[Tarea planteada a]
Cuenta las líneas de los registros que contienen la cadena "subaru", teniendo en cuenta las mayúsculas y minúsculas. Da solo el número.

──────── Texto de origen ────────

Ocurre algo bastante más siniestro que un golpe de Estado con todos los predicamentos y misereres de rigor. Ocurren los mismos efectos sociales, políticos y culturales que provocan naturalmente los golpes de Estado con éxito. Estamos en plena apoteosis de la disuasión. Vivimos el equilibrio del terror militar, semejante a escala nacional al terror nuclear.Suele atentarse contra los sistemas democráticos por la fuerza d e los calibres y blindados sediciosos, precisamente para anular la pluralidad, instaurar el miedo como medio, suspender provisionalmente el acontecer histórico, erigir la incertidumbre en modelo de supercontrol cotidiano y reducir el lenguaje a la mínima expresión. Sacan las armas -nuestras armas- a la calle no sólo para interpretar las fanfarrías estremecedoras del toque de queda, sino para proclamar el silencioso toque de disuasión.

Porque el golpe de Estado que merece tal nombre -qué nos van a contar a nosotros- es, ante todo, el que impone el juego sutil de la disuasión permanente. Y en esas estamos ahora mismo si lo meditamos sin histerias rumorológicas, con flema racionalista: con la pluralidad abolida y por los suelos, hablando y redactando el monótono lenguaje del miedo -miedo al lenguaje: la izquierda pronunciando patrioterías y simbolismos infantiles a modo de burdo exorcismo, y la derecha utilizando impúdicamente la sintaxis caqui-, conviviendo desde una historia inniovilizada en ya no me acuerdo qué anacrónico siglo y representando calderonianamente una patética psicosis de suspense, que, la verdad, ni siquiera hubiese merecido el interés del maquillador de Hitchcock. Estamos lo que se dice enfangados en la exacta retórica de la disuasión, practicando el quietismo del terror, el equilibrio de la nada que anonada.

──────── Entrada ────────

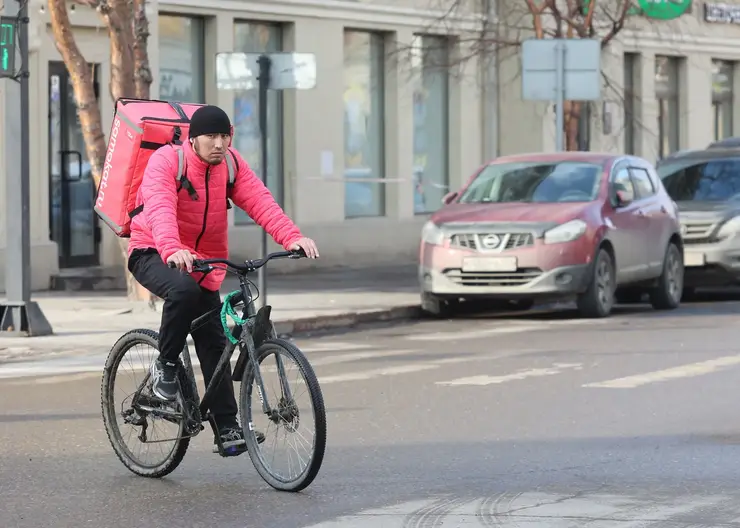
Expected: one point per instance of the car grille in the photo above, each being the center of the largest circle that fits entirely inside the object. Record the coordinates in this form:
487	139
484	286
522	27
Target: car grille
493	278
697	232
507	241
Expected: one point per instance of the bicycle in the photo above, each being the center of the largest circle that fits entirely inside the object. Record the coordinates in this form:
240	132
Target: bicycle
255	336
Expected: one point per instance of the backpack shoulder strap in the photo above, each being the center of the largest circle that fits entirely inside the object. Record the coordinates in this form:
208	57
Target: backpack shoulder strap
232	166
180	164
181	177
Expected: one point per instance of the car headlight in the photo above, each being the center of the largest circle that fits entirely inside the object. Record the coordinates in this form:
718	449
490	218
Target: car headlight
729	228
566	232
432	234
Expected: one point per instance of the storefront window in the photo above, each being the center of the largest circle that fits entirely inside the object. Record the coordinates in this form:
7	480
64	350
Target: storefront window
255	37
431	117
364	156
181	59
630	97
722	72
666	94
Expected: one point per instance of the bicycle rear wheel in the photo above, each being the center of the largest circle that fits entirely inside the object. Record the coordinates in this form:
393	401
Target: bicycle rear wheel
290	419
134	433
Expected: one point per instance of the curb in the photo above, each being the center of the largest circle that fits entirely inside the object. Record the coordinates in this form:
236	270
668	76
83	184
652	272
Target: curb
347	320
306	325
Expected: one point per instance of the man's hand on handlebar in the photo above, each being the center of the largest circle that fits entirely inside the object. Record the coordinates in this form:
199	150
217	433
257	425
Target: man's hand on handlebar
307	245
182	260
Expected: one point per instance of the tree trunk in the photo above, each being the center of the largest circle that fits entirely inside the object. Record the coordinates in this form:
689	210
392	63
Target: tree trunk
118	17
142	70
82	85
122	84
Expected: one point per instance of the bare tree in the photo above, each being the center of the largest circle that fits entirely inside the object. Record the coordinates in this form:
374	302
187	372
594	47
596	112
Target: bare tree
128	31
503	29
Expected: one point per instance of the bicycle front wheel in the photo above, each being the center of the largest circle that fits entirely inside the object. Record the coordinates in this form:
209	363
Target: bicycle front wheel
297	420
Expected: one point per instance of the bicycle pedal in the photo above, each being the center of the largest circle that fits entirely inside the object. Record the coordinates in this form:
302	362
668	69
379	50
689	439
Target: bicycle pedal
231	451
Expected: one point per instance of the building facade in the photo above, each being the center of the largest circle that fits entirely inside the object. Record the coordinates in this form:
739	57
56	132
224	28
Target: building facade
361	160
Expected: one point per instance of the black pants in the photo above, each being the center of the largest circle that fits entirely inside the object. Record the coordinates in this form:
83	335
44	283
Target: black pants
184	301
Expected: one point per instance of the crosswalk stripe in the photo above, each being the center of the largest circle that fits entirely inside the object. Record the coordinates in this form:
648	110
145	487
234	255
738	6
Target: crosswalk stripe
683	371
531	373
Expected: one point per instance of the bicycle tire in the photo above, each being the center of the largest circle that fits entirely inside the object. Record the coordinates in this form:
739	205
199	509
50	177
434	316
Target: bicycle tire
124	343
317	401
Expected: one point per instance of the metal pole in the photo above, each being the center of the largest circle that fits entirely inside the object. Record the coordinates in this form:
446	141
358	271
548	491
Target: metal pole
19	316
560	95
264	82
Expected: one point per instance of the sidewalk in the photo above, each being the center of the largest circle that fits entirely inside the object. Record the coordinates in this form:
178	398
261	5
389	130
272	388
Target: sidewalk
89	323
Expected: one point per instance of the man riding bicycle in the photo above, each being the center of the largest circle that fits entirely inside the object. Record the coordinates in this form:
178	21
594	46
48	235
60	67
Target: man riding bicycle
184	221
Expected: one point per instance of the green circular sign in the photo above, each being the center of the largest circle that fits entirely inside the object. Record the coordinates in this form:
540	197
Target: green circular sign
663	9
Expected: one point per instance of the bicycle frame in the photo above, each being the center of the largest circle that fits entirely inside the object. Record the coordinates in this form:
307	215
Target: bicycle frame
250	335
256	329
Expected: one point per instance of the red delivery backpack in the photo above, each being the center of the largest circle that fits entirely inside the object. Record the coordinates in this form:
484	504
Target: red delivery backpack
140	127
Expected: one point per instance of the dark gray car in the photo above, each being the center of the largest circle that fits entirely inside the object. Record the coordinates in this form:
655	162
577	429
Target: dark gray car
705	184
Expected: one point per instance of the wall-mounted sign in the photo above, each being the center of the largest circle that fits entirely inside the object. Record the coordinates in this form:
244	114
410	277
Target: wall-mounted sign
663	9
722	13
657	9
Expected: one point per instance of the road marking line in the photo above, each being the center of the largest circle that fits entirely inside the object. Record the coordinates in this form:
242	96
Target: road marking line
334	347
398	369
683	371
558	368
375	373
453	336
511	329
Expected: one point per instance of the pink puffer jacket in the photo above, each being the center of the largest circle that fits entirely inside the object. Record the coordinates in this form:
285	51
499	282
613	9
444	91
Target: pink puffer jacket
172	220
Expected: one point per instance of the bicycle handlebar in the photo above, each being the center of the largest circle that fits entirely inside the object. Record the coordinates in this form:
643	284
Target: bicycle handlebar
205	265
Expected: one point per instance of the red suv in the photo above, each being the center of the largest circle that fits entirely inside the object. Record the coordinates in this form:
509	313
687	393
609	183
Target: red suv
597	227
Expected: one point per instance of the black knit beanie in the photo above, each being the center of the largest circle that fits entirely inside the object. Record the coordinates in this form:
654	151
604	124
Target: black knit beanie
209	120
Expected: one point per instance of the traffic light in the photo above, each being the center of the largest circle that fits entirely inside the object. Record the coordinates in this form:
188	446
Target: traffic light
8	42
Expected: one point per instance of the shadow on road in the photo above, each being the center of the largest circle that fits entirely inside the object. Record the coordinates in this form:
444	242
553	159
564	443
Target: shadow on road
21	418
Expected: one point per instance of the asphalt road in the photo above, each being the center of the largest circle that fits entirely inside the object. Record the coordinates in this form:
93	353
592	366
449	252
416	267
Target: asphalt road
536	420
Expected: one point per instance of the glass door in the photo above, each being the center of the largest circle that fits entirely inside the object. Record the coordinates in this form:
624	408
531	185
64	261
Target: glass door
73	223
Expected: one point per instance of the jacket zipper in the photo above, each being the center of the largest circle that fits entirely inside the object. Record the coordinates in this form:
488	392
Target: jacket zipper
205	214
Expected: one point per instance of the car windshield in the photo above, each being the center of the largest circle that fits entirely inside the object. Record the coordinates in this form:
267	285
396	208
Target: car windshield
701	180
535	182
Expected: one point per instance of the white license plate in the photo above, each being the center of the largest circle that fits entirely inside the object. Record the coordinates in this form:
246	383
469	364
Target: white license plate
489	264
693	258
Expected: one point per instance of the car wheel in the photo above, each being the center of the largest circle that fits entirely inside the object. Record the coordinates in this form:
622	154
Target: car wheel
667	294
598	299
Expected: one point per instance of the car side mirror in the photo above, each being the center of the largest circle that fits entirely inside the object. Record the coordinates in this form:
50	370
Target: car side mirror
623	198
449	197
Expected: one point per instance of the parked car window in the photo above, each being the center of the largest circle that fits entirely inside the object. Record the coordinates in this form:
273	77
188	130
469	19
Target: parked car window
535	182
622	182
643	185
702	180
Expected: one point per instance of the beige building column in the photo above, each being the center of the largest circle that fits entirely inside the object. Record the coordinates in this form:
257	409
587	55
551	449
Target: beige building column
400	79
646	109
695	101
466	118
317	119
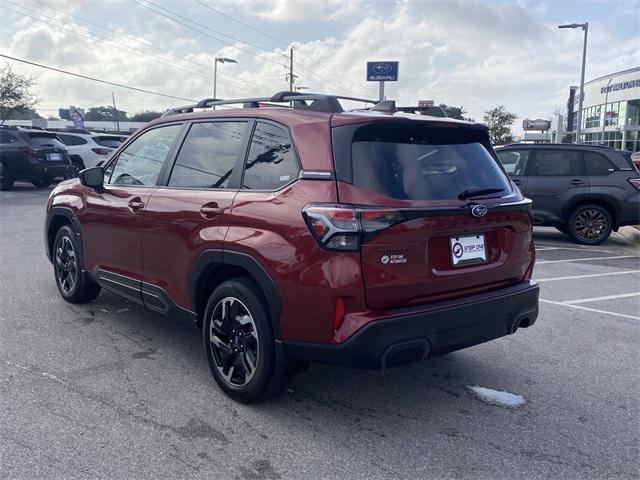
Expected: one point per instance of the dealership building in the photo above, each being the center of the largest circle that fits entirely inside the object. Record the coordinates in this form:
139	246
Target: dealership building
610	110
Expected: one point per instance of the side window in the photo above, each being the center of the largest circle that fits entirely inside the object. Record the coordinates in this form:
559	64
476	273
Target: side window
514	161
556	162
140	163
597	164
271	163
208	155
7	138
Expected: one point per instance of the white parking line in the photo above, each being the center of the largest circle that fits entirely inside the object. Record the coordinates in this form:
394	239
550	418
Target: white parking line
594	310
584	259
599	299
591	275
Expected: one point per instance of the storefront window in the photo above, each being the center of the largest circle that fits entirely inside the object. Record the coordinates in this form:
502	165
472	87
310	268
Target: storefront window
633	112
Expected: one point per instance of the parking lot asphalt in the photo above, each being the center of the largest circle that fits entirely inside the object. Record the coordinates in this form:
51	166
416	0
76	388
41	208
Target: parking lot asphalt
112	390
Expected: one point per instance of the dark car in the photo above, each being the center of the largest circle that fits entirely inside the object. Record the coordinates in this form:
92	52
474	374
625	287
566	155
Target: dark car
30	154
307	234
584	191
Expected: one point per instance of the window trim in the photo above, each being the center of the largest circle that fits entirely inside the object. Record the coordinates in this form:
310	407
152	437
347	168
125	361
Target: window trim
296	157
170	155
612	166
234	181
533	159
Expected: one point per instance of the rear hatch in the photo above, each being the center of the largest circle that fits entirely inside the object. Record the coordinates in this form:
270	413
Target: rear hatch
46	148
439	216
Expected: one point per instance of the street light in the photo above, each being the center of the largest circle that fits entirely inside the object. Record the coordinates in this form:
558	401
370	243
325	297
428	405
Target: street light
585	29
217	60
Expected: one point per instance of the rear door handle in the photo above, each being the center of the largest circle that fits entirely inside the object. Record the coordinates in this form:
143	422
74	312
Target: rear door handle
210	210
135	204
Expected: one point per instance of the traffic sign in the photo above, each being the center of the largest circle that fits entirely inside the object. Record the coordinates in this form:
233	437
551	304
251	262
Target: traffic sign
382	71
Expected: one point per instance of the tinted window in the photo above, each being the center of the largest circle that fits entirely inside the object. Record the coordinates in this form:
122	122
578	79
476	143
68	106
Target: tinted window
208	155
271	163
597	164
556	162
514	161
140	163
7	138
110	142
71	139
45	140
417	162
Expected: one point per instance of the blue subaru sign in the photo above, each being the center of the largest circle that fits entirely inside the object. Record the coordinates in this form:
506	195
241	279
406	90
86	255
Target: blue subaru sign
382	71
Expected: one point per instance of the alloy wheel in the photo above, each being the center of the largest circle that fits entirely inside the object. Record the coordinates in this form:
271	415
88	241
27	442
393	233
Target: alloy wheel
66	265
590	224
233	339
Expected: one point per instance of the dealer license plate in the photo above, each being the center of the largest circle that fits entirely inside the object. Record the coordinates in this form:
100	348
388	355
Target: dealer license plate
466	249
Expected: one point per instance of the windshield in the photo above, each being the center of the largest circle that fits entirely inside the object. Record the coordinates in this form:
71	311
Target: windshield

────────

[Tarea planteada b]
Responde estas preguntas sobre el texto acerca de la disuasión:
(i) ¿A qué escala dice el primer párrafo que el equilibrio del terror militar se parece al terror nuclear?
(ii) ¿Qué sintaxis utiliza impúdicamente la derecha, según el segundo párrafo?
(iii) ¿De quién es el maquillador que, según el texto, ni siquiera se habría interesado por la psicosis de suspense?

[Respuesta escrita a]
2

[Respuesta escrita b]
(i) A escala nacional.
(ii) La sintaxis caqui.
(iii) De Hitchcock.